▶ [Tarea asignada a]: Reproduce sin alteraciones todo el fragmento del texto sobre la ética que va desde "Viernes 14 de" hasta "una opción religiosa.".

▶ [Texto citado]:
——

Viernes 14 de julio del 2017.
En
griego, ethos significa casa en el sentido amplio de hábitat del ser
humano, tanto en lo relativo a la naturaleza como a la vida social. Ethos
es una casa en construcción, y en ella el ser humano se pregunta por el sentido
de sí mismo, por el rumbo y el objetivo del proyecto que asume. La ética
es, pues, un proceso mediante el cual conquistamos nuestra humanidad y
construimos nuestra casa, o sea, nuestra identidad como persona (ser político)
y como clase social, pueblo y nación.
La
humanización de sí, de los otros y del mundo es un permanente “llegar a ser”,
según el punto de vista apuntado por Teilhard de Chardin: cuanto más nos
espiritualizamos, más nos humanizamos. Y nuestra espiritualización es una
cuestión ética antes que una opción religiosa.
El ser
humano tiene dos actitudes posibles ante la vida: vivir de la tradición o de la
innovación. Vive de la tradición quien se somete al mundo en el que se
inserta sin cuestionarlo ni cuestionarse en él. Es la tendencia
predominante en este mundo globocolonizado en el que vivimos
hoy. El modo de la tradición es propio de los animales, incapaces de
innovar su hábitat. Son atávicamente presos de la naturaleza.
Al ser
humano le es dado el poder de innovar, de distanciarse de la naturaleza y de sí
mismo, de preguntarse por el sentido de la vida y los valores a asumir
ante el abanico de opciones que se abre a su libertad. Porque somos
esencialmente seres históricos llamados a hacer historia.
La
libertad no es dar rienda suelta a los deseos. Añádase que, con
frecuencia, nuestros deseos no son propiamente nuestros. Son deseos de
otros infundidos en nosotros por la publicidad y la trivialidad. Libre es
quien se distancia de la tradición, de las presiones circundantes y, al indagar
por el sentido, actúa de acuerdo con la inteligencia. La modernidad
prefiere decir: actúa de acuerdo con la razón. Pero “la razón es la
imperfección de la inteligencia”, alertó Santo Tomás de Aquino. El
conocimiento no se adquiere solo mediante la razón; involucra la intuición, los
sentimientos, las emociones, el sentido estético, etc. Así, la ética no
nace del logos, sino del pathos, allí donde reside la
emoción. Nace de la tierra fértil de la subjetividad, en la que se
fortalecen las raíces de nuestros valores y principios.
La razón
es la estancia intermedia entre el pathos y la contemplación, la forma
suprema de conocimiento, el que nos hace vivenciar lo Real. Si no
percibimos esa diferencia, somos capaces de reconocer la miseria y analizarla
(razón), pero no siempre somos sensibles a ella o nos produce indignación,
hasta el punto de actuar para erradicarla (pathos).

——

▶ [Material del ejercicio]:

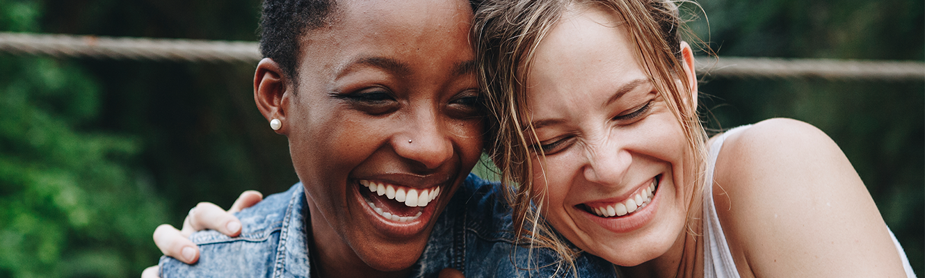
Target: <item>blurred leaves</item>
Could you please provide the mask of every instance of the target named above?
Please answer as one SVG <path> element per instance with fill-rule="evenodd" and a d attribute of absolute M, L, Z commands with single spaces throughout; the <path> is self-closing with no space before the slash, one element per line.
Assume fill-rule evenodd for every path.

——

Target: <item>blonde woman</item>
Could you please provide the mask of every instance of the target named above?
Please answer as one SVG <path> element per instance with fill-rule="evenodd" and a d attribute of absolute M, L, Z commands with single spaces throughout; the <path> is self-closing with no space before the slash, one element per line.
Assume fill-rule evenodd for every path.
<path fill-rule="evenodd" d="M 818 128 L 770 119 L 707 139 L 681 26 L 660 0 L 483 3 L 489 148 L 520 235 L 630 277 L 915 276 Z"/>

——

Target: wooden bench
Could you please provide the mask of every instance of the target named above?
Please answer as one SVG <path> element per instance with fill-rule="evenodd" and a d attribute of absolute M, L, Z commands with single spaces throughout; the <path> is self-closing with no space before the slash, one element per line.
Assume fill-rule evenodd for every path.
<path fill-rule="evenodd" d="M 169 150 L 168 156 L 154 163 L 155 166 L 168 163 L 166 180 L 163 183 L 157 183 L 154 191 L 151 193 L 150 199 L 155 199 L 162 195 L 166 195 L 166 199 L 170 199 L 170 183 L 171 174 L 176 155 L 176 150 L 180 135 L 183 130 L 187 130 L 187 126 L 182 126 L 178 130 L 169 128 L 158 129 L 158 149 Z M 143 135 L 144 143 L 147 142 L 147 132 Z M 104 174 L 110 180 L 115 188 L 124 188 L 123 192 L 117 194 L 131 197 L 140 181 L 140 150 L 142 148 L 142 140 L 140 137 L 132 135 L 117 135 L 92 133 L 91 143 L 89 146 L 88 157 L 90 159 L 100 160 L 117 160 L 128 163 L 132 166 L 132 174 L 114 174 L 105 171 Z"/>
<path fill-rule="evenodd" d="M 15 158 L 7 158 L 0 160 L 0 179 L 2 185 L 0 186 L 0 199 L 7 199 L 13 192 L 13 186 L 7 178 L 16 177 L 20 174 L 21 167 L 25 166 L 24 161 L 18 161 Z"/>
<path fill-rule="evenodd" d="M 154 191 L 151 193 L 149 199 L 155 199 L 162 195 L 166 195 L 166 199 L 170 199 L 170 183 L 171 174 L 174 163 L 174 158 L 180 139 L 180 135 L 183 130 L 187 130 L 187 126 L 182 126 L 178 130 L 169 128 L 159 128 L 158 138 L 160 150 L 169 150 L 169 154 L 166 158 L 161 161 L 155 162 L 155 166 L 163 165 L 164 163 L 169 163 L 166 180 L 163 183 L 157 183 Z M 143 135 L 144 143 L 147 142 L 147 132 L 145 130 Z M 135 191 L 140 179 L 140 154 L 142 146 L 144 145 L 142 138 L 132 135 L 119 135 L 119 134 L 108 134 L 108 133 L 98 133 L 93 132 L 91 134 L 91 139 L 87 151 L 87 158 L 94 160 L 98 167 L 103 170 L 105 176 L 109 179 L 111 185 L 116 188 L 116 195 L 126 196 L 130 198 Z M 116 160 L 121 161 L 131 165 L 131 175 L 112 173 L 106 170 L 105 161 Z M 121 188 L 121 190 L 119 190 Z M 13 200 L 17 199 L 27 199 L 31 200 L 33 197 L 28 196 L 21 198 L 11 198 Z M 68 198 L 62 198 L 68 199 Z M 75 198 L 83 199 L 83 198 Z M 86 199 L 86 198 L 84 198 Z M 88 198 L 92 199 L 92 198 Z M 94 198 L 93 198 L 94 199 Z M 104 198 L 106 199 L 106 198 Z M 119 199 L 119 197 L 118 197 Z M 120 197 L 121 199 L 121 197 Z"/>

——

▶ [Tarea asignada b]: Duplica tal cual, de las entradas, todas las líneas desde la que contiene "Target: <item>blonde woman</item>" hasta la que contiene "818 128 L 770", ambas incluidas.

▶ [Resultado obtenido a]:
Viernes 14 de julio del 2017.
En
griego, ethos significa casa en el sentido amplio de hábitat del ser
humano, tanto en lo relativo a la naturaleza como a la vida social. Ethos
es una casa en construcción, y en ella el ser humano se pregunta por el sentido
de sí mismo, por el rumbo y el objetivo del proyecto que asume. La ética
es, pues, un proceso mediante el cual conquistamos nuestra humanidad y
construimos nuestra casa, o sea, nuestra identidad como persona (ser político)
y como clase social, pueblo y nación.
La
humanización de sí, de los otros y del mundo es un permanente “llegar a ser”,
según el punto de vista apuntado por Teilhard de Chardin: cuanto más nos
espiritualizamos, más nos humanizamos. Y nuestra espiritualización es una
cuestión ética antes que una opción religiosa.

▶ [Resultado obtenido b]:
Target: <item>blonde woman</item>
Could you please provide the mask of every instance of the target named above?
Please answer as one SVG <path> element per instance with fill-rule="evenodd" and a d attribute of absolute M, L, Z commands with single spaces throughout; the <path> is self-closing with no space before the slash, one element per line.
Assume fill-rule evenodd for every path.
<path fill-rule="evenodd" d="M 818 128 L 770 119 L 707 139 L 681 26 L 660 0 L 483 3 L 489 148 L 520 235 L 630 277 L 915 276 Z"/>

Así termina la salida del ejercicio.